[What to work on]
Set down each record exactly as written.

[Dataset extract]
++++++++++

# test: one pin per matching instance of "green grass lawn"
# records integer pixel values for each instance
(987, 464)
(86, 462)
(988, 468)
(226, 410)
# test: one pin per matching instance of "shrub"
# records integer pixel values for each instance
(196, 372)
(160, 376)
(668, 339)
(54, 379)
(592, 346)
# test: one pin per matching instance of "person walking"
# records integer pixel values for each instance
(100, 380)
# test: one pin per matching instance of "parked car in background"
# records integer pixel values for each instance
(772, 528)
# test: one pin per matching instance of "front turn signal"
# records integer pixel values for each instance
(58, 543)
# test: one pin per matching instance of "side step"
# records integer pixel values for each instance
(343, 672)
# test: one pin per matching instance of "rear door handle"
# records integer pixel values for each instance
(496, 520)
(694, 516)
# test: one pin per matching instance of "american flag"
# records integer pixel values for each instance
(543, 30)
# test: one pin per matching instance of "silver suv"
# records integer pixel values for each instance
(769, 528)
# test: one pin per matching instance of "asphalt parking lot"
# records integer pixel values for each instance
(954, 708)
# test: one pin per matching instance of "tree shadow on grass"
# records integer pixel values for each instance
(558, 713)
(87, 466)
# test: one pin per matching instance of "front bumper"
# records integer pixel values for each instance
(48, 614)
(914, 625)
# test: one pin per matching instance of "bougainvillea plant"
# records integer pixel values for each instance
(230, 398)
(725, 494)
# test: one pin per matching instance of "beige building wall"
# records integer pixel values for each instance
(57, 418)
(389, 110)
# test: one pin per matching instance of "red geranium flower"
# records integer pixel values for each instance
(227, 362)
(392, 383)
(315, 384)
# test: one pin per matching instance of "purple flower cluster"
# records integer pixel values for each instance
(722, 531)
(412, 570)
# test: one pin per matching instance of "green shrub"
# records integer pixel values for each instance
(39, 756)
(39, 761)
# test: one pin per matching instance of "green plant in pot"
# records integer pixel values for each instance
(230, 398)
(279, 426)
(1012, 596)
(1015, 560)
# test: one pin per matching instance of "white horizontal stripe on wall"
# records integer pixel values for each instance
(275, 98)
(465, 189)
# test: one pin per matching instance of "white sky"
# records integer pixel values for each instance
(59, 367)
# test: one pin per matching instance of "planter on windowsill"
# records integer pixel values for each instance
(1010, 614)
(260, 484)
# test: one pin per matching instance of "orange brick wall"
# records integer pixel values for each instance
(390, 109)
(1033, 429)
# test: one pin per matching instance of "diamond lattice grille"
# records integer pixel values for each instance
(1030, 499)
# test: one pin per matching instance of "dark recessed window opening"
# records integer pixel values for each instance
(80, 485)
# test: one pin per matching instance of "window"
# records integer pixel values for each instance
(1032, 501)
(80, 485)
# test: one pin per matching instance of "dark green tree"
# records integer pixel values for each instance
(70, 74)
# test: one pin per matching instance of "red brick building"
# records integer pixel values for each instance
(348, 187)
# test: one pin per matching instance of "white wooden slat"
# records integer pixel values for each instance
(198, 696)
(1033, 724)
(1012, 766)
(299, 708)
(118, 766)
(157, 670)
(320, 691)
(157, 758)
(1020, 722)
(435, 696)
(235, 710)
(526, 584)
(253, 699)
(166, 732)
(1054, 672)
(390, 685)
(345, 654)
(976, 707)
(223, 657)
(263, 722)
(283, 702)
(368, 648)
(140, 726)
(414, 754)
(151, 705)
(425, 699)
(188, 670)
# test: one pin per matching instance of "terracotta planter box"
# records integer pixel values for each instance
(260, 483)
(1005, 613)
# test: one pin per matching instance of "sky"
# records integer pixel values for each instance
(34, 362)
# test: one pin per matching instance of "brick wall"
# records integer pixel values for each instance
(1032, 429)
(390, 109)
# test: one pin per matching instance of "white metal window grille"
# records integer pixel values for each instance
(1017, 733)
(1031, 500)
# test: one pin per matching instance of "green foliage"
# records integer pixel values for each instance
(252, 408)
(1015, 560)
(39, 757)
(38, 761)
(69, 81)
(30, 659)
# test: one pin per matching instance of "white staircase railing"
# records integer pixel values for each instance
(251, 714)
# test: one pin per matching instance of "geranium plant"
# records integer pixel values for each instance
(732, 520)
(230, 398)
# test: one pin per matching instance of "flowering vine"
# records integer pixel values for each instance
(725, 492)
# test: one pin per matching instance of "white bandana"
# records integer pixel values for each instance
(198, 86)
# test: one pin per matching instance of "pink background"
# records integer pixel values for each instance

++++++++++

[Solution to this exercise]
# test: one pin per matching instance of "green grass lawn"
# records integer pixel values for each instance
(987, 464)
(86, 462)
(988, 468)
(226, 410)
# test: one pin per matching instance of "shrub"
# records integer pixel values for each instance
(196, 372)
(160, 376)
(668, 339)
(54, 379)
(592, 346)
# test: one pin per matching instance of "person walking"
# records integer pixel values for each instance
(100, 380)
# test: one pin per matching instance of "parked car in background"
# records integer pixel values for each instance
(772, 528)
# test: one pin per matching instance of "front turn signal"
# records integer pixel values for each instance
(58, 543)
# test: one pin per matching instance of "side step"
# records integer pixel values for each instance
(343, 672)
# test: one pin per matching instance of "rear door handle"
# records integer pixel values for each instance
(496, 520)
(694, 516)
# test: one pin per matching instance of "american flag"
# records integer pixel values for each instance
(543, 30)
# test: one pin per matching instance of "silver suv"
# records integer pixel values for each instance
(769, 528)
# test: one pin per matching instance of "asphalt parking lot"
# records integer pixel values for each instance
(954, 708)
# test: one pin per matching instance of "tree shadow on grass"
# records integer pixel values for each instance
(558, 713)
(87, 466)
# test: one pin per matching instance of "front bumper"
# records integer pixel values for each instance
(48, 614)
(914, 625)
# test: one pin per matching instance of "bougainvillea plant"
# records integer pixel values for each instance
(230, 398)
(725, 494)
# test: one pin per matching instance of "beige building wall"
# records integer pixel values for each instance
(57, 418)
(389, 110)
# test: one pin per matching instance of "red geranium flower"
# records integer pixel values for each instance
(227, 362)
(392, 383)
(315, 384)
# test: one pin per matching instance of "purple flower cluster"
# records integer pixel values for each instance
(722, 531)
(412, 570)
# test: one pin per matching instance of "green shrub"
# records integer pixel values for each instance
(39, 756)
(39, 761)
# test: one pin per matching instance of "green plant in pot"
# records integer pixel values for each instance
(230, 398)
(279, 426)
(1012, 596)
(1015, 560)
# test: one pin per matching instance of "white horizontal stripe on wall"
# records integer pixel values for each instance
(275, 98)
(465, 189)
# test: one pin per matching instance of "white sky"
# records integer pixel values for each instance
(59, 367)
# test: one pin per matching instance of "planter on windowsill"
# records integer pixel values for each instance
(1010, 614)
(260, 484)
# test: one pin per matching instance of "orange brick wall"
# records integer pixel values for each instance
(390, 109)
(1033, 429)
# test: one pin per matching instance of "diamond lattice grille"
# records integer pixel values for each instance
(1030, 499)
# test: one pin per matching instance of "dark recessed window opening"
# records integer pixel values for each instance
(80, 485)
# test: one pin per matching instance of "window"
# records integer pixel values for each instance
(1032, 501)
(80, 485)
# test: one pin per matching instance of "dark green tree"
# records integer pixel values for each instance
(70, 74)
# test: one pin per matching instance of "red brick building"
# records integer pixel values for each instance
(348, 187)
# test: one pin per matching instance of "white wooden slat"
# records integer pixel values for each instance
(198, 696)
(1033, 724)
(1012, 766)
(299, 708)
(118, 766)
(157, 670)
(320, 691)
(157, 758)
(1020, 722)
(435, 696)
(235, 710)
(526, 584)
(253, 699)
(166, 732)
(1054, 672)
(390, 685)
(345, 654)
(976, 707)
(223, 657)
(263, 722)
(283, 702)
(368, 648)
(140, 726)
(414, 754)
(151, 705)
(425, 699)
(188, 670)
# test: one pin per matching instance of "terracotta planter box"
# records integer pixel values for each instance
(260, 483)
(1005, 613)
# test: one pin per matching instance of "sky"
# records integer pixel values for each instance
(34, 362)
# test: one pin per matching instance of "brick wall"
# records integer pixel values for each instance
(1032, 429)
(390, 109)
# test: one pin per matching instance of "white metal window grille"
# records integer pixel values for each instance
(1017, 733)
(1031, 500)
# test: one pin per matching instance of "green foliage"
# records integer pixel values for each instance
(252, 408)
(1015, 560)
(39, 757)
(38, 761)
(69, 81)
(30, 659)
# test: one pin per matching instance of "white staircase railing"
# records integer pixel values for each instance
(251, 714)
# test: one pin per matching instance of "geranium plant"
# records integer pixel values for each instance
(732, 520)
(230, 398)
# test: one pin per matching instance of "flowering vine"
# records integer pixel values for each instance
(725, 492)
# test: one pin per matching instance of "white bandana"
# records integer pixel values for each instance
(198, 86)
# test: one pin per matching instance of "pink background"
# records integer pixel values for each instance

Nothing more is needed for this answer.